* EXERCISE DETAILS *
Gather every line in the records that contains the word "after". Case counts.

* MATERIAL PROVIDED *
===

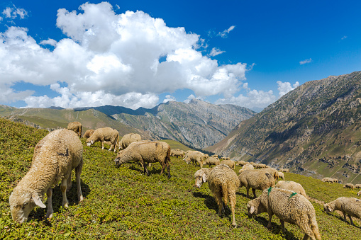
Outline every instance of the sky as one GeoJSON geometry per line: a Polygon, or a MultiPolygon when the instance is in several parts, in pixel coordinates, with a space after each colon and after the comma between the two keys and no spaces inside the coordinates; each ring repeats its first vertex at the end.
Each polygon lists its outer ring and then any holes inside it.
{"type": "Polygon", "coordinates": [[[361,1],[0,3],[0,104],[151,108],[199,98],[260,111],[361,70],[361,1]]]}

===

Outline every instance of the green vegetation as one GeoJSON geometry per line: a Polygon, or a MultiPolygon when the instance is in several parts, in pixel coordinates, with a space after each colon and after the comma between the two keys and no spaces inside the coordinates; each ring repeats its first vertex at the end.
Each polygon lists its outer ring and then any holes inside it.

===

* WORKED ANSWER *
Outline every instance of the sky as one GeoJSON geometry per line: a Polygon, or a MultiPolygon when the instance is in several parts, in pixel coordinates, with a space after each colon and after the comma between the two keys and no spaces inside the coordinates; each ring repeats its first vertex at the end.
Outline every instance of the green vegetation as one GeoJSON geometry per line: a Polygon, or a MultiPolygon when the instance is in several parts, in pixel coordinates, with a space after each colon and after the comma between the two keys and no spaces inside the coordinates; each ring repeats its first vertex at the end.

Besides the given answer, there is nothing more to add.